■ WHAT YOU WILL DO:
a) Reproduce the FOXvisor passage between "A hypervisor allows" and "Rich OS applications.", inclusive.
b) Carry on the text about the FOXvisor hypervisor from the point where it stops.

FOXvisor was already developed and verified in 2012, and soon ported to automotive and other systems. Business alliances with major CPU, GPU, and DSP manufacturers were contracted. This guarantees achievements by entrusted development for brand manufactures.
A hypervisor allows the co-existence of Rich OS & RTOS. Time critical and often security or safety critical applications are recognized as such and run prioritized to the Rich OS applications.
Automotive Use Cases
Automotive use cases for FOXvisor include instant start-up applications for in-vehicle devices like back cameras, music play, and even the company logo on the infotainment display or on controls and instruments. It operates instant start-up applications that cannot be implemented by snapshot on Rich OS, as if they are Rich OS applications, while leaving them on the existing RTOS. For example, the map and audio applications during start-up run on the RTOS. The underlying process is that hypervisor blends the RTOS applications with Rich OS applications on to the Rich OS, to make them look like Rich OS applications (Figure 3).

Natural-language object grounding data:
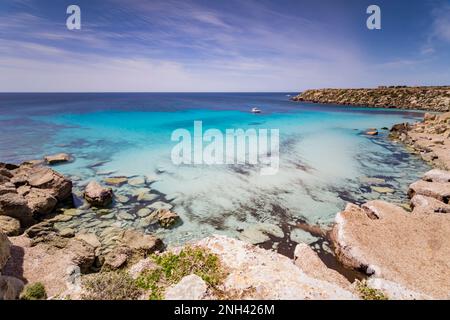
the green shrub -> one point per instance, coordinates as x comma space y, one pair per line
114, 285
368, 293
173, 267
34, 291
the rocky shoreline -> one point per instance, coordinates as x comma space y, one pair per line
404, 254
401, 97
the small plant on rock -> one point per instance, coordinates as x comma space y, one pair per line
113, 285
34, 291
172, 267
368, 293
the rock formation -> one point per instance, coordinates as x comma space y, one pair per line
414, 98
97, 195
430, 138
28, 191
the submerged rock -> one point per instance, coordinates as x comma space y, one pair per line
140, 243
138, 181
97, 195
259, 233
382, 189
167, 218
57, 158
116, 181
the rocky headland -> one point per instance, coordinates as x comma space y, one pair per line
401, 97
404, 252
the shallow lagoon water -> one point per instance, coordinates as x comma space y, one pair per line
325, 159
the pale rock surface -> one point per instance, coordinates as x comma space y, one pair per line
191, 287
309, 262
47, 264
410, 250
10, 288
255, 273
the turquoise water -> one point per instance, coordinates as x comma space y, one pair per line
325, 158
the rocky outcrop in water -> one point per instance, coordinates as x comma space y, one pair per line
28, 192
98, 195
423, 98
255, 273
429, 138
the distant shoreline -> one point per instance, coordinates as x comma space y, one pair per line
435, 99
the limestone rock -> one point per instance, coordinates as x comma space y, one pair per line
56, 265
255, 273
45, 178
411, 250
97, 195
14, 205
117, 258
402, 97
143, 244
10, 288
427, 205
191, 287
437, 190
5, 252
167, 218
40, 201
141, 266
309, 262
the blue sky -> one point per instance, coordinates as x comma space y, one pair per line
218, 45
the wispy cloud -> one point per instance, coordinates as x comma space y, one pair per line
187, 45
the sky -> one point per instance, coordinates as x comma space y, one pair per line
221, 45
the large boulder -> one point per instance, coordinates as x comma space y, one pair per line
406, 253
40, 201
55, 183
14, 205
255, 273
53, 266
98, 195
31, 190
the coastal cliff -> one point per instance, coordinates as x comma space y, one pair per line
423, 98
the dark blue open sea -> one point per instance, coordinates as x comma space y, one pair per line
325, 159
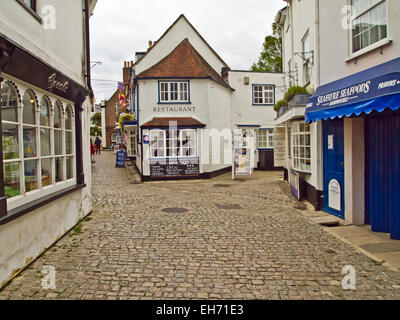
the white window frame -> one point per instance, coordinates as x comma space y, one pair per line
166, 145
363, 12
299, 162
193, 144
265, 139
262, 91
41, 191
174, 92
154, 133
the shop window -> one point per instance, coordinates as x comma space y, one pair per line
157, 144
173, 143
301, 147
171, 92
263, 94
369, 23
266, 139
38, 145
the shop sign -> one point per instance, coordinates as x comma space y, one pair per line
294, 184
171, 168
366, 90
120, 158
54, 84
334, 195
174, 109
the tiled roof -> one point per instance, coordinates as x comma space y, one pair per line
182, 16
181, 122
183, 62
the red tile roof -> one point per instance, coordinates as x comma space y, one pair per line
183, 62
181, 122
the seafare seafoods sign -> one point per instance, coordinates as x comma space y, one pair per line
380, 86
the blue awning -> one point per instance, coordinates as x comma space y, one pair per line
374, 89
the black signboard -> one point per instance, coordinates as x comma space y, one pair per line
174, 168
121, 157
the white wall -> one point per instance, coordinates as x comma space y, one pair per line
62, 48
176, 35
335, 47
301, 17
243, 110
212, 107
28, 236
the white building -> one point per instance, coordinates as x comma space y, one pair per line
181, 80
301, 68
353, 115
45, 177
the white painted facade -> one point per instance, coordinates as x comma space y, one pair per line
218, 107
338, 61
329, 25
63, 48
299, 21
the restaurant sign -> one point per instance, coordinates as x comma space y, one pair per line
174, 168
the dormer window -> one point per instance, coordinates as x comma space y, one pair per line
263, 94
174, 92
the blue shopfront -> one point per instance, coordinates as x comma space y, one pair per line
360, 115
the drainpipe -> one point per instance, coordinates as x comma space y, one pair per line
80, 175
87, 38
317, 47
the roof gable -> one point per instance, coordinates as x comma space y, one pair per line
179, 30
183, 62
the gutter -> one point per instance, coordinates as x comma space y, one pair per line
87, 38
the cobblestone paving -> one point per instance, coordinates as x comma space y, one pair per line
241, 240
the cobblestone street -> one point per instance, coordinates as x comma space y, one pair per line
235, 240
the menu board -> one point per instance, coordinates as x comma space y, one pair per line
120, 159
176, 168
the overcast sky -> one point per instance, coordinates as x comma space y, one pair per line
234, 28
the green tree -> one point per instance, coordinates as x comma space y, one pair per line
271, 56
96, 119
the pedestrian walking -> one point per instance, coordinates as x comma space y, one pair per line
97, 144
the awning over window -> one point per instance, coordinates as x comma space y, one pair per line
180, 122
374, 89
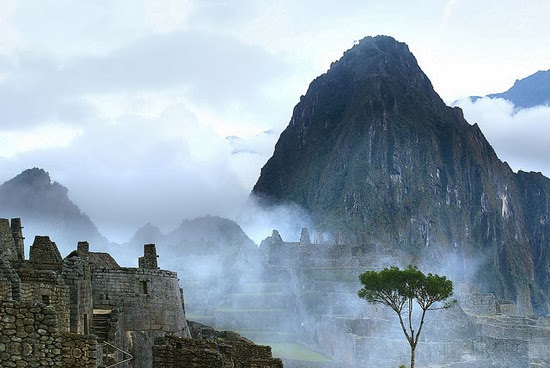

■ ANSWERS GIVEN:
a)
A hypervisor allows the co-existence of Rich OS & RTOS. Time critical and often security or safety critical applications are recognized as such and run prioritized to the Rich OS applications.

b)
While both examples showed the importance of running RTOS applications without being affected by influences from the Rich OS, Figure 4 shows a security aspect in the use of a hypervisor system. Portable navigation systems, for example, infected by a virus and shipped to the after markets, and even software or firmware updates to in-car systems, are a major threat for infection, through which attacks on a vehicle’s control system could be executed. Virus infection, hacking, remote control of devices or functions that connect to navigation in the vehicle may result in serious accidents, which is easy to virtualize if, for example, driver safety devices such as the breaker, handle and meter get invaded. Security can be ensured by introduction of a secure domain, through means of encryption keys, CAN bus controlled updating, and the personal information management is handled.